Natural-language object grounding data
========================

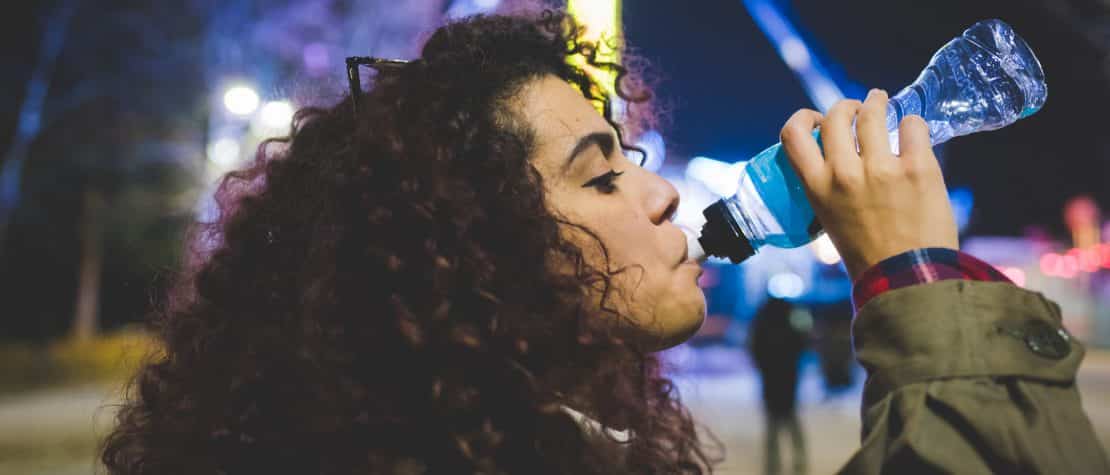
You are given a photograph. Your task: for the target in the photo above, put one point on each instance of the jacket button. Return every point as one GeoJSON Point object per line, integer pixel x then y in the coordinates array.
{"type": "Point", "coordinates": [1047, 341]}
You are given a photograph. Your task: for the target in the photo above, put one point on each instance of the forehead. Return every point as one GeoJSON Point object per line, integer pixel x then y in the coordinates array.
{"type": "Point", "coordinates": [558, 114]}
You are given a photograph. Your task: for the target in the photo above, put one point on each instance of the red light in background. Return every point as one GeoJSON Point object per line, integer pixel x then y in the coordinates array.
{"type": "Point", "coordinates": [1088, 259]}
{"type": "Point", "coordinates": [1050, 264]}
{"type": "Point", "coordinates": [1015, 274]}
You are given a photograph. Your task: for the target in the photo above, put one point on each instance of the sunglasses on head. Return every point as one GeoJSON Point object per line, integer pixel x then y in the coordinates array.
{"type": "Point", "coordinates": [355, 82]}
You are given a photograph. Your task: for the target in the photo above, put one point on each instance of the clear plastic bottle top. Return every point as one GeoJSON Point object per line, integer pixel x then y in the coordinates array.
{"type": "Point", "coordinates": [986, 79]}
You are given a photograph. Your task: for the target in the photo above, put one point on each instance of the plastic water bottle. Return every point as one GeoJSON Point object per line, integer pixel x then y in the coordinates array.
{"type": "Point", "coordinates": [986, 79]}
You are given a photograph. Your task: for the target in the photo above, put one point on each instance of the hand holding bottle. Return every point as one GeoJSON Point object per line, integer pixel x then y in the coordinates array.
{"type": "Point", "coordinates": [874, 204]}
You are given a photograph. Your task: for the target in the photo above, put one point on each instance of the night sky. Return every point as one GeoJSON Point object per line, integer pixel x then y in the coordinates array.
{"type": "Point", "coordinates": [727, 90]}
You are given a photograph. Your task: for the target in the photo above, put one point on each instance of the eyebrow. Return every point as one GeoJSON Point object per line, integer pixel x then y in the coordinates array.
{"type": "Point", "coordinates": [603, 140]}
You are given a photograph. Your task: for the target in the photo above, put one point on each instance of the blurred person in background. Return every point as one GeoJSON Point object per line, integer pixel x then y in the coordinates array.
{"type": "Point", "coordinates": [468, 275]}
{"type": "Point", "coordinates": [833, 343]}
{"type": "Point", "coordinates": [776, 344]}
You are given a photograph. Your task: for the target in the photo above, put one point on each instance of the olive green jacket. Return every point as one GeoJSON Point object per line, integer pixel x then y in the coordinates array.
{"type": "Point", "coordinates": [970, 377]}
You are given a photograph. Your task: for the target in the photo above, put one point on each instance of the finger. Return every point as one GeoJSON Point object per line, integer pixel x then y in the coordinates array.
{"type": "Point", "coordinates": [837, 135]}
{"type": "Point", "coordinates": [914, 144]}
{"type": "Point", "coordinates": [871, 127]}
{"type": "Point", "coordinates": [912, 137]}
{"type": "Point", "coordinates": [800, 145]}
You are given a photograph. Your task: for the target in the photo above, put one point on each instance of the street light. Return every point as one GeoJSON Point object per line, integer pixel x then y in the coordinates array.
{"type": "Point", "coordinates": [276, 114]}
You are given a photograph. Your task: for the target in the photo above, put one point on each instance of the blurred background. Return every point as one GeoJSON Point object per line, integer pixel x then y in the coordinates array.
{"type": "Point", "coordinates": [120, 115]}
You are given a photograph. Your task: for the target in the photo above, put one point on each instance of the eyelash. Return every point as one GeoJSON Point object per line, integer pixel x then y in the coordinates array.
{"type": "Point", "coordinates": [604, 183]}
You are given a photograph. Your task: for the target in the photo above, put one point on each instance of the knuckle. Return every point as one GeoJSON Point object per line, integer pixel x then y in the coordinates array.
{"type": "Point", "coordinates": [847, 179]}
{"type": "Point", "coordinates": [788, 133]}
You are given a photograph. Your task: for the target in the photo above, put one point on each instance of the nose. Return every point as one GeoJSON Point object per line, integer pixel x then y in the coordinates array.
{"type": "Point", "coordinates": [663, 199]}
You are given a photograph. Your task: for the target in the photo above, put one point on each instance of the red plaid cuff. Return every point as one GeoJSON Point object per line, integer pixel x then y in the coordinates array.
{"type": "Point", "coordinates": [920, 266]}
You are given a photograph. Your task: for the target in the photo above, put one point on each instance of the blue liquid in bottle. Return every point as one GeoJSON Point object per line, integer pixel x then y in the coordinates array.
{"type": "Point", "coordinates": [986, 79]}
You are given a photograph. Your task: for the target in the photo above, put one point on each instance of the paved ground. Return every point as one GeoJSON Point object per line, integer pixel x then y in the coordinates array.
{"type": "Point", "coordinates": [54, 432]}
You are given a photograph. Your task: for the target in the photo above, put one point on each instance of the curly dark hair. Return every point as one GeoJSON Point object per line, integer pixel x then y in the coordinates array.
{"type": "Point", "coordinates": [389, 293]}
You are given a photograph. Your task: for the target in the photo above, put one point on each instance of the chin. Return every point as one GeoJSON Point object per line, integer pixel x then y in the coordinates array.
{"type": "Point", "coordinates": [682, 323]}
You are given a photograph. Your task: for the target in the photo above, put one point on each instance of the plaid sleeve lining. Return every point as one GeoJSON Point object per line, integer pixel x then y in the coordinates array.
{"type": "Point", "coordinates": [920, 266]}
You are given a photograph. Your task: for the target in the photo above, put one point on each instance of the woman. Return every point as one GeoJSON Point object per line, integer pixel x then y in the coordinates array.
{"type": "Point", "coordinates": [466, 275]}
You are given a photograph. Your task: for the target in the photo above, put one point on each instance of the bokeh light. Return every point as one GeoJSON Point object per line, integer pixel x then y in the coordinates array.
{"type": "Point", "coordinates": [241, 100]}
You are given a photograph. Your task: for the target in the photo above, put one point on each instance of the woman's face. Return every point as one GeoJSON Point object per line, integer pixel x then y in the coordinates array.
{"type": "Point", "coordinates": [578, 157]}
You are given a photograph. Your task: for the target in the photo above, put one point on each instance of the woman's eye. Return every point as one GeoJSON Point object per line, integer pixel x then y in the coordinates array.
{"type": "Point", "coordinates": [604, 182]}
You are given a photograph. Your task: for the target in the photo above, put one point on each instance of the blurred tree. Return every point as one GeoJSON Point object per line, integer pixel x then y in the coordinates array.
{"type": "Point", "coordinates": [111, 177]}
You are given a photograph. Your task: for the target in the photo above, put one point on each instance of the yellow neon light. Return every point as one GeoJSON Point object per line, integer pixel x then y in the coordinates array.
{"type": "Point", "coordinates": [602, 21]}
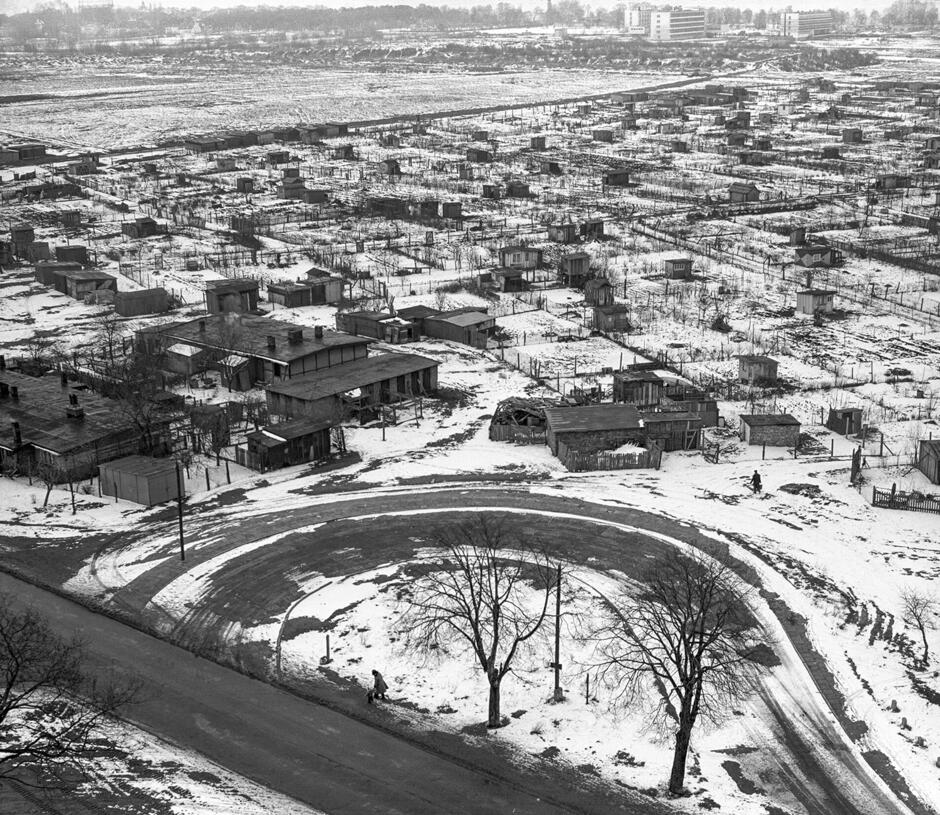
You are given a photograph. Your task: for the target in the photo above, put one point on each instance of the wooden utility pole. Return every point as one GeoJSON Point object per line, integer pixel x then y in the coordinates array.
{"type": "Point", "coordinates": [179, 505]}
{"type": "Point", "coordinates": [559, 695]}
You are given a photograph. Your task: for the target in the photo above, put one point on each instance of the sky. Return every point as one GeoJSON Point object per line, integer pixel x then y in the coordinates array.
{"type": "Point", "coordinates": [14, 6]}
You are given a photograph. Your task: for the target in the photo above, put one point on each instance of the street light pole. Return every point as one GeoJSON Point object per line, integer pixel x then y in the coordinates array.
{"type": "Point", "coordinates": [179, 505]}
{"type": "Point", "coordinates": [559, 695]}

========================

• [Task to carry out]: Repeat the records above verbatim, with no pictures in the result.

• [Response for this exercise]:
You are given a photograph. Your task: for the target in the photo above, put one point on each instance of the jacket button. Return every point as one GeoJSON Point object per line, integer pixel x then y in the coordinates array.
{"type": "Point", "coordinates": [1047, 341]}
You are given a photograph. Your task: for the target in the photo above, put one point on each instance of the forehead. Return every point as one GeoJSON Point object per line, integer pixel x then y in the coordinates array.
{"type": "Point", "coordinates": [558, 114]}
You are given a photograph. Your task: for the target in the photo above, put one point on each instance of the red light in background. Return every point as one GeoJSON Point object per line, integer pixel x then y in the coordinates array.
{"type": "Point", "coordinates": [1088, 259]}
{"type": "Point", "coordinates": [1050, 264]}
{"type": "Point", "coordinates": [1015, 274]}
You are given a photograph. Your task: for the target in the photo above, put one point on each instance of the sunglasses on head. Return every point as one GeoJSON Point object per line, integer pixel x then y in the coordinates array.
{"type": "Point", "coordinates": [355, 82]}
You are given a photograph. Your task: for the target in the photo above, put one point on each instance of the clear plastic bottle top. Return every point as one GeoJSON Point object per line, integer pixel x then y in the coordinates array.
{"type": "Point", "coordinates": [986, 79]}
You are given a photograph. Your task: for the target in the photo above, put one point on each instance of the plastic water bottle. Return every point as one GeoJSON Point object per line, integer pixel x then y in the coordinates array.
{"type": "Point", "coordinates": [986, 79]}
You are given a photograph. Your task: for the target in the photo above, put one point on each instance of the hand holding bottle. Return every point as one GeoJSON Point object per line, integer pixel x then y in the coordinates array.
{"type": "Point", "coordinates": [874, 204]}
You are given a photograph. Your task: for the target in the photo above, put one point on each instance of the night sky. Return every point as one GeoJSON Point object per line, integer pixel x then y in the coordinates array.
{"type": "Point", "coordinates": [727, 90]}
You are given a photograph. Your task: for the target in the photo above, put one point on each instance of the eyebrow. Return every point as one GeoJSON Point object per line, integer pixel x then y in the coordinates array.
{"type": "Point", "coordinates": [603, 140]}
You are given a photograph. Your task: for the target in the photo above, put one point on each instance of the blurred person in background. Return every point as one GeoJSON Point object per line, integer pixel x then y in the coordinates array.
{"type": "Point", "coordinates": [468, 275]}
{"type": "Point", "coordinates": [833, 343]}
{"type": "Point", "coordinates": [776, 344]}
You are given a photograph. Your task: for the target in the photo above, put one point on each instance of the olive green jacket. Return every point as one GeoJSON Point object per line, integer pixel x then y in the coordinates array.
{"type": "Point", "coordinates": [970, 377]}
You are given a photograph. Your task: for the target in the photo above, put one point on each instance of the finger. Return every point as one GeoJSON Point object per line, integer pixel x then y in the coordinates array.
{"type": "Point", "coordinates": [837, 135]}
{"type": "Point", "coordinates": [914, 144]}
{"type": "Point", "coordinates": [871, 127]}
{"type": "Point", "coordinates": [912, 137]}
{"type": "Point", "coordinates": [800, 145]}
You are given a photograph. Your task: for the target in the photo above, put one point on each instance of the street light. Return every point as one GeoJSON Point object per line, integer pixel x then y in the coordinates array.
{"type": "Point", "coordinates": [276, 114]}
You are given a photograph. Your task: for the target in the photo above, put one point on each instance of the blurred background. Return every point as one GeoJSON Point object per line, integer pixel x then y in the coordinates array.
{"type": "Point", "coordinates": [120, 115]}
You are given a photograph. Your task: for the target in the photo above, put one point on each instance of the eyelash. Return every point as one GeoJSON Point object per line, integer pixel x then y in the coordinates array.
{"type": "Point", "coordinates": [604, 183]}
You are given a photograph. Your task: for the target in the photo above, put one point on each instance of the knuckle. Return every point as one GeoJSON Point object per line, integer pixel x then y in the coordinates array.
{"type": "Point", "coordinates": [847, 179]}
{"type": "Point", "coordinates": [788, 133]}
You are given a photograph. Your task: for the target in the photo above, put one point on each instance of the nose. Return every point as one GeoJSON Point object per line, integer pixel x then y in the coordinates array.
{"type": "Point", "coordinates": [663, 199]}
You are given a photograph. Your task: for the target in the photo above, put one point on each instance of the red plaid cuff. Return every point as one GeoJSON Point object per line, integer pixel x then y in the coordinates array.
{"type": "Point", "coordinates": [920, 266]}
You are given a photograph. Your task: for the target in the photo above, put one point on each instance of the blue liquid in bottle. Return every point as one GeoJSON Point object per line, integer pixel x then y in the coordinates array.
{"type": "Point", "coordinates": [986, 79]}
You are given a photograph. Your task: for the target in the photo above, put one point on each instance of the paved ground. Return every point as one GeoJSON Point object per line, integer pixel x then y in the coordinates array.
{"type": "Point", "coordinates": [54, 432]}
You are given a photograph. Your task: for the target in the photo above, put one point on each instance of the curly dark hair. Return every point as one GeoJSON Point object per line, integer pixel x then y in the coordinates array.
{"type": "Point", "coordinates": [389, 293]}
You are given a photograph. Your task: for the target in the photo above, put one point on each instance of the chin. Return every point as one GeoJSON Point object per line, integer pixel x then y in the coordinates array.
{"type": "Point", "coordinates": [682, 323]}
You are given a photograph. Your task: for the target in the photo above, put one point on each instance of the plaid sleeve lining. Return every point as one GeoJSON Point object per line, integer pixel x then y in the coordinates array.
{"type": "Point", "coordinates": [920, 266]}
You are given a photograph. Your task: for the target in the photo above, put one point on each instance of the woman. Return every point as one GeoJSON Point object per line, integer pixel x then y in the coordinates array.
{"type": "Point", "coordinates": [466, 275]}
You are given a photograph. Your task: for the target in the photo above, put one point on each instance of the bokeh light. Return every point as one GeoJSON Point object per line, integer pixel x then y in the coordinates array.
{"type": "Point", "coordinates": [241, 100]}
You are given a photograph. Your task: for the target in the photo above, put one point on each instance of the woman's face. Return every point as one GeoJSON Point object per line, integer pixel x then y in the coordinates array.
{"type": "Point", "coordinates": [578, 157]}
You are given a photograph. Your task: for the target in the photo above, put one point on each instance of the woman's eye. Return every point as one GeoJSON Point object per line, integer pixel x then y in the coordinates array.
{"type": "Point", "coordinates": [604, 182]}
You are given a photograph. Your task: for the target in the photo above, put one point on each instance of the blurred tree. Return every point as one GeoJSON Point object per line, integer pixel x then y in the coordinates array.
{"type": "Point", "coordinates": [111, 177]}
You are given a photograph. Your task: for the target in the photo above, put one point on each instance of the yellow neon light. Return every point as one GeoJSON Point object per line, integer pixel x then y in the coordinates array.
{"type": "Point", "coordinates": [602, 21]}
You are given a photograph. Your task: for the target in the photo above, put one point on each instance of the wooden utility pole. Return every point as one GeoJSON Point object per line, integer pixel x then y in the coordinates array.
{"type": "Point", "coordinates": [179, 505]}
{"type": "Point", "coordinates": [559, 695]}
You are given a photograph. Your task: for the target in the photo above, put one point on each instance of the sky. Return every point as one GeoJSON Point object per line, integer pixel x then y in the coordinates array.
{"type": "Point", "coordinates": [14, 6]}
You are given a photograph. Your task: for the target in the photo above, put one point on each instance of the street light pole. Return every point as one GeoJSON Point object per line, integer pixel x then y in the coordinates array.
{"type": "Point", "coordinates": [179, 505]}
{"type": "Point", "coordinates": [559, 695]}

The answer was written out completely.